-- Opening Marker --

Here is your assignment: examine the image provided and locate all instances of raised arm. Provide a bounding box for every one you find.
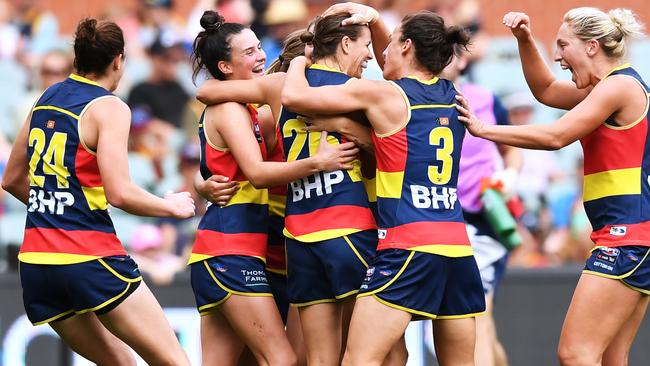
[503,12,590,110]
[91,98,195,218]
[211,102,359,188]
[322,2,390,69]
[1,114,32,203]
[456,77,631,150]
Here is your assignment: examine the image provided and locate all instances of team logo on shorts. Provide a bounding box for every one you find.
[366,267,375,277]
[628,254,639,262]
[379,270,392,276]
[215,264,228,273]
[377,230,387,239]
[600,248,620,257]
[609,226,627,236]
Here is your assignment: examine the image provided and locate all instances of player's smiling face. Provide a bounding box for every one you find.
[346,26,373,78]
[221,28,266,80]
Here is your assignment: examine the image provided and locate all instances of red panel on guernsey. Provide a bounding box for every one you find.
[378,221,470,250]
[581,118,648,175]
[74,144,103,187]
[193,230,267,257]
[204,145,244,181]
[22,227,125,256]
[373,129,408,172]
[284,205,377,237]
[590,221,650,247]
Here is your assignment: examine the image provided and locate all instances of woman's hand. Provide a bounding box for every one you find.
[312,131,359,171]
[194,174,239,206]
[301,115,345,134]
[322,2,379,26]
[163,191,196,218]
[455,93,485,137]
[502,12,532,41]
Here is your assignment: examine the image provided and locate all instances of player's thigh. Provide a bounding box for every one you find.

-- Closing Marker --

Give every line of the records above again, exactly, and omit the pictures.

Here is your assignment: examine the image provided and locate all instances of raised arm. Provide a bounding box for every one you find.
[503,12,590,110]
[91,98,195,218]
[211,102,359,188]
[322,2,390,69]
[1,114,32,203]
[456,77,631,150]
Here is your assignment: examine the image provided and locate all instances of team logo on shorts. Provide a bounding box for every one you find.
[366,267,375,277]
[628,254,639,262]
[379,270,392,276]
[215,264,228,273]
[377,230,387,239]
[600,248,620,257]
[609,226,627,236]
Here is your assignment: examine the image provided and locate all instances of player's smiling face. Provide a bounding box for every one you find.
[346,26,373,78]
[221,28,266,80]
Here is your assignment: examine the image provided and locate all instances of red panel on guernsey. Provide a bounding box for every one you find.
[378,221,470,250]
[581,118,648,175]
[74,144,103,187]
[193,230,267,257]
[204,145,244,181]
[22,227,125,256]
[373,129,408,172]
[284,205,377,237]
[590,221,650,247]
Here is your assignment: examine the image provided and locate all instances of woman's hand. Provide a bounding box for every one you find.
[312,131,359,171]
[194,174,239,206]
[301,115,345,134]
[322,2,379,26]
[163,191,196,218]
[455,93,485,137]
[502,12,532,41]
Here is your assignment: examine the image provided and locate all instances of player's thigh. Provide a bounding box for every one you find.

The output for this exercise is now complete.